What this task involves:
Every entry below must be repeated exactly; skip the pictures.

Point labeling dataset excerpts:
::::::::::

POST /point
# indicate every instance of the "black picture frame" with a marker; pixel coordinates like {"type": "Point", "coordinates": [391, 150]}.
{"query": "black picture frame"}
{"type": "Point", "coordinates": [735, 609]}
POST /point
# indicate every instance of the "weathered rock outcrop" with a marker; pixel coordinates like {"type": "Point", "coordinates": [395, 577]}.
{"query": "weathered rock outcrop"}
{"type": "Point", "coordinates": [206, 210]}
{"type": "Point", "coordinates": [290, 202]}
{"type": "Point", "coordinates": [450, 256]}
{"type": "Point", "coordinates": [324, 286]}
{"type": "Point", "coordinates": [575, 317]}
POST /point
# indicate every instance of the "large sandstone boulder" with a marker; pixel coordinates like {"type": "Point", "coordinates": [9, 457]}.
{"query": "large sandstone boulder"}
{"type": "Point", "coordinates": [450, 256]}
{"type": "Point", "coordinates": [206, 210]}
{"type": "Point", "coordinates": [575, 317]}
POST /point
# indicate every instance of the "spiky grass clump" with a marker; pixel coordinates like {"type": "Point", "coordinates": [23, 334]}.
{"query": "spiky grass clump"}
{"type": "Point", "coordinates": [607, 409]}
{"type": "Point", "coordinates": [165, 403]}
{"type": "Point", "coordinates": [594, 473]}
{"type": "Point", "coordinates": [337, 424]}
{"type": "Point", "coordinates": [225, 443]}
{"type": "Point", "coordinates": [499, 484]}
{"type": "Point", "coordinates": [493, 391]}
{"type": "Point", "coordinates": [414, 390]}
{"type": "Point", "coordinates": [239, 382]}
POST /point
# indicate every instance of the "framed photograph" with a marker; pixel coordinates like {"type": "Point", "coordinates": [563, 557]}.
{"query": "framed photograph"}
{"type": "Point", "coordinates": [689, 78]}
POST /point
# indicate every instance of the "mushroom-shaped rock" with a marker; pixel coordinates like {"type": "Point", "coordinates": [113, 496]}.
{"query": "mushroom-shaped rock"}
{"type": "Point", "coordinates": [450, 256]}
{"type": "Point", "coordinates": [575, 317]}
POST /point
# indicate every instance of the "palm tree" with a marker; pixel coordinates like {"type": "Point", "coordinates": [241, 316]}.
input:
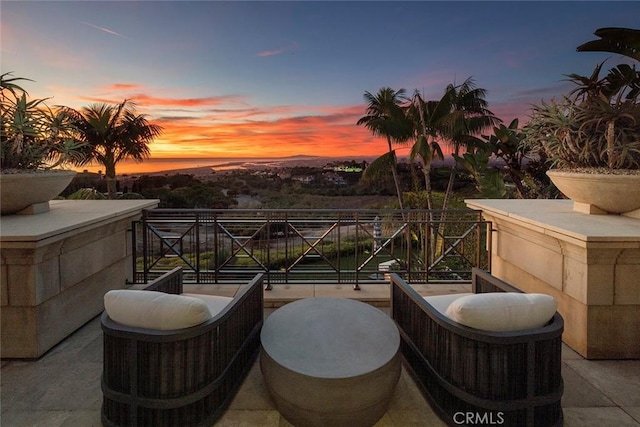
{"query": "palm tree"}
{"type": "Point", "coordinates": [624, 41]}
{"type": "Point", "coordinates": [385, 117]}
{"type": "Point", "coordinates": [427, 117]}
{"type": "Point", "coordinates": [469, 116]}
{"type": "Point", "coordinates": [114, 133]}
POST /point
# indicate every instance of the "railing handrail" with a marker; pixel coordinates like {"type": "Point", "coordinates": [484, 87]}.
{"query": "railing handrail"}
{"type": "Point", "coordinates": [218, 245]}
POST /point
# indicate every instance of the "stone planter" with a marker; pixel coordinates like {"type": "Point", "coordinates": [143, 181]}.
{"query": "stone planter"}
{"type": "Point", "coordinates": [30, 192]}
{"type": "Point", "coordinates": [600, 193]}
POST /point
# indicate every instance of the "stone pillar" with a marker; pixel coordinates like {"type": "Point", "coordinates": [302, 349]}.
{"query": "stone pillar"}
{"type": "Point", "coordinates": [57, 266]}
{"type": "Point", "coordinates": [589, 263]}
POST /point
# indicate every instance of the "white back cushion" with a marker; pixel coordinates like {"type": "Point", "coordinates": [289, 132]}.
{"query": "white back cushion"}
{"type": "Point", "coordinates": [442, 302]}
{"type": "Point", "coordinates": [155, 310]}
{"type": "Point", "coordinates": [503, 311]}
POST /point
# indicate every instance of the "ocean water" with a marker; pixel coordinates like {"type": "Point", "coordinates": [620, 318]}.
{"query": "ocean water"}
{"type": "Point", "coordinates": [153, 165]}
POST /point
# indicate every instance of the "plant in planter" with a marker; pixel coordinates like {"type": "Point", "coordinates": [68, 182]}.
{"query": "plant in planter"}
{"type": "Point", "coordinates": [592, 139]}
{"type": "Point", "coordinates": [34, 140]}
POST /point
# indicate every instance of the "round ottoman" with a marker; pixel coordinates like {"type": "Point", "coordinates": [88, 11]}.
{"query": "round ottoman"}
{"type": "Point", "coordinates": [330, 362]}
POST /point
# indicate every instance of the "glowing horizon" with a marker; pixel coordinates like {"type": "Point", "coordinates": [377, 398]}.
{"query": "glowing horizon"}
{"type": "Point", "coordinates": [276, 79]}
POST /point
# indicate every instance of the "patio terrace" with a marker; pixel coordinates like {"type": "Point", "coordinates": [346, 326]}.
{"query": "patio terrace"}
{"type": "Point", "coordinates": [62, 388]}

::::::::::

Result of the task:
POST /point
# indicate every instance of the "black picture frame" with a marker; pixel coordinates like {"type": "Point", "coordinates": [391, 150]}.
{"query": "black picture frame"}
{"type": "Point", "coordinates": [735, 609]}
POST /point
# indicate every instance of the "weathered rock outcrop" with a marker; pixel coordinates like {"type": "Point", "coordinates": [395, 577]}.
{"query": "weathered rock outcrop"}
{"type": "Point", "coordinates": [206, 210]}
{"type": "Point", "coordinates": [290, 202]}
{"type": "Point", "coordinates": [450, 256]}
{"type": "Point", "coordinates": [324, 286]}
{"type": "Point", "coordinates": [575, 317]}
POST /point
# indicate every instance of the "large sandstone boulder" with a marker; pixel coordinates like {"type": "Point", "coordinates": [9, 457]}.
{"query": "large sandstone boulder"}
{"type": "Point", "coordinates": [450, 256]}
{"type": "Point", "coordinates": [206, 210]}
{"type": "Point", "coordinates": [575, 317]}
POST /point
# indicate every instance of the "spiky grass clump" with a marker; pixel coordinates like {"type": "Point", "coordinates": [23, 334]}.
{"query": "spiky grass clump"}
{"type": "Point", "coordinates": [607, 409]}
{"type": "Point", "coordinates": [165, 403]}
{"type": "Point", "coordinates": [594, 473]}
{"type": "Point", "coordinates": [337, 424]}
{"type": "Point", "coordinates": [225, 443]}
{"type": "Point", "coordinates": [499, 484]}
{"type": "Point", "coordinates": [493, 391]}
{"type": "Point", "coordinates": [414, 390]}
{"type": "Point", "coordinates": [239, 382]}
POST /point
# indicate every instance of the "framed photograph" with a marker; pixel coordinates like {"type": "Point", "coordinates": [563, 557]}.
{"query": "framed photograph"}
{"type": "Point", "coordinates": [689, 78]}
POST /point
# indicate every instance of the "mushroom-shaped rock" with a marker; pixel coordinates like {"type": "Point", "coordinates": [113, 496]}.
{"query": "mushroom-shaped rock"}
{"type": "Point", "coordinates": [450, 256]}
{"type": "Point", "coordinates": [575, 317]}
POST /point
# indicate every instance of the "palm tree" with a marker; pixel coordinates like {"type": "Point", "coordinates": [241, 316]}.
input:
{"query": "palm tree"}
{"type": "Point", "coordinates": [624, 41]}
{"type": "Point", "coordinates": [385, 117]}
{"type": "Point", "coordinates": [427, 117]}
{"type": "Point", "coordinates": [469, 116]}
{"type": "Point", "coordinates": [114, 133]}
POST /point
# indicate every instance of the "railing handrail" with a marker; pixel coordinates like {"type": "Point", "coordinates": [484, 87]}.
{"query": "railing handrail"}
{"type": "Point", "coordinates": [218, 245]}
POST /point
# indicate every instance of the "stone planter" with a marker; pixel coordinates like {"type": "Point", "coordinates": [143, 181]}.
{"query": "stone planter"}
{"type": "Point", "coordinates": [30, 192]}
{"type": "Point", "coordinates": [600, 193]}
POST /point
# indicate every instance of the "stone pillar" with a marker; pixel coordinates like {"type": "Point", "coordinates": [302, 349]}.
{"query": "stone pillar"}
{"type": "Point", "coordinates": [57, 266]}
{"type": "Point", "coordinates": [589, 263]}
POST /point
# indicate every instance of the "white back cushion" with a marker; pixel coordinates like {"type": "Point", "coordinates": [289, 132]}.
{"query": "white back cushion"}
{"type": "Point", "coordinates": [442, 302]}
{"type": "Point", "coordinates": [155, 310]}
{"type": "Point", "coordinates": [503, 311]}
POST /point
# indicate every instance of the "ocean water" with a marker; pixel coordinates like {"type": "Point", "coordinates": [620, 318]}.
{"query": "ocean water"}
{"type": "Point", "coordinates": [153, 165]}
POST /point
# indicate every instance of the "plant in planter" with a marker; pixel coordinates like {"type": "Point", "coordinates": [68, 182]}.
{"query": "plant in planter"}
{"type": "Point", "coordinates": [592, 139]}
{"type": "Point", "coordinates": [34, 140]}
POST /point
# indicate every instance of the "round ottoman" with a marker; pixel coordinates like {"type": "Point", "coordinates": [88, 11]}.
{"query": "round ottoman"}
{"type": "Point", "coordinates": [330, 362]}
POST /point
# indicate every instance of the "glowing horizon" with a marker; pixel coordinates like {"type": "Point", "coordinates": [377, 398]}.
{"query": "glowing horizon"}
{"type": "Point", "coordinates": [276, 79]}
POST /point
# indicate every instance of the "patio terrace" with a marker; pixel coordinates like {"type": "Point", "coordinates": [346, 326]}.
{"query": "patio terrace"}
{"type": "Point", "coordinates": [62, 388]}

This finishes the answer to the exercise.